The Global View – 3 Maps
The first map is the number of COVID cases since we started counting in early 2020 or late 2019. These are cumulative totals (as a proportion of the population)
What jumps out? Asia? Africa? the Pacific? It looks like practically no cases in 2/3rds of the world.
But didn’t China have a lot of cases? Early on, yes. But they controlled the pandemic, which governments in Europe and the Americas did not. As of today China has had 90,000 cases, mostly in the first quarter of 2020. The US has had 31,000,000 cases, half of them in the last four months. Yesterday there were 68,000 new cases in the US, and 11 new cases in China.
What about South Asia? West Africa? Is this just underreporting? There is underreporting. But the March 1, 2021 New Yorker had a fascinating piece, Why Does the Pandemic Seem to Be Hitting Some Countries Harder Than Others? By Siddhartha Mukherjee that dissected what is going on. Underreporting? Certainly. But that hardly explains the bulk of the difference. Younger populations? Yes, but again it only explains a bit of the difference. Government response? That explains Vietnam and New Zealand, but not most of the rest. Could exposure to other corona viruses impart partial immunity? That is a fascinating idea that needs to be further explored.

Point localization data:
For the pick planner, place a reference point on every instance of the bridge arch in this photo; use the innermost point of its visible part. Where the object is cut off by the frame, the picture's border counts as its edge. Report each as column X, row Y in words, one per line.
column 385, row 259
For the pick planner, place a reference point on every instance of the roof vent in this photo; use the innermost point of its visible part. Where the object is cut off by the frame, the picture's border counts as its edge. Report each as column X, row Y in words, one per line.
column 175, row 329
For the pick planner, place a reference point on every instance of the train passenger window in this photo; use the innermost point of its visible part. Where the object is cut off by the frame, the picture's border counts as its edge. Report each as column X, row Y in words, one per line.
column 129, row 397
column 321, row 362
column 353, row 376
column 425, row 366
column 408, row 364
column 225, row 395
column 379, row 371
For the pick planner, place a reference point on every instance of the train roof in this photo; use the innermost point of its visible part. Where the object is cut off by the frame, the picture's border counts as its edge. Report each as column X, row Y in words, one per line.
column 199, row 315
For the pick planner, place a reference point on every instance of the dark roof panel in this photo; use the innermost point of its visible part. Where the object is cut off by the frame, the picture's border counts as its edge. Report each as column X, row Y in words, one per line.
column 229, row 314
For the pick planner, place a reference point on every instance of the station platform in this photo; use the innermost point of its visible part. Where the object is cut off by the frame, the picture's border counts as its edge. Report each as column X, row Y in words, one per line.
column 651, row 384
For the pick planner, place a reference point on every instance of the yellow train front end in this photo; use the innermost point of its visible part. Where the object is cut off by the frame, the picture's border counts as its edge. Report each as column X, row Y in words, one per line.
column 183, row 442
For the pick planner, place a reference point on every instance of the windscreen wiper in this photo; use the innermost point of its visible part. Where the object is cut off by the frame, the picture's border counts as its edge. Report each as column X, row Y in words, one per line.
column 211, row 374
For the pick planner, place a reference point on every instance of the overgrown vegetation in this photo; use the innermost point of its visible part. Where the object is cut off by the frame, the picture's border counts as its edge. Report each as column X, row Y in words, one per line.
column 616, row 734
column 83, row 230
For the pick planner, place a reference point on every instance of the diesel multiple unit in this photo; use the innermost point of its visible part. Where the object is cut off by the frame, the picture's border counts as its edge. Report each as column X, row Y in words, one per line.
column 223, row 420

> Required tasks:
A. Answer these questions using the COVID maps text:
(i) How many total cases had China had as of today?
(ii) In which issue of the New Yorker did the piece by Siddhartha Mukherjee appear?
(iii) Which two countries does government response explain?
B. Change the COVID maps text from "But didn’t China" up to and including "cases in China.", swapping every "US" for "United States".

> Answers to this exercise:
A.
(i) 90,000
(ii) The March 1, 2021 issue
(iii) Vietnam and New Zealand

B.
But didn’t China have a lot of cases? Early on, yes. But they controlled the pandemic, which governments in Europe and the Americas did not. As of today China has had 90,000 cases, mostly in the first quarter of 2020. The United States has had 31,000,000 cases, half of them in the last four months. Yesterday there were 68,000 new cases in the United States, and 11 new cases in China.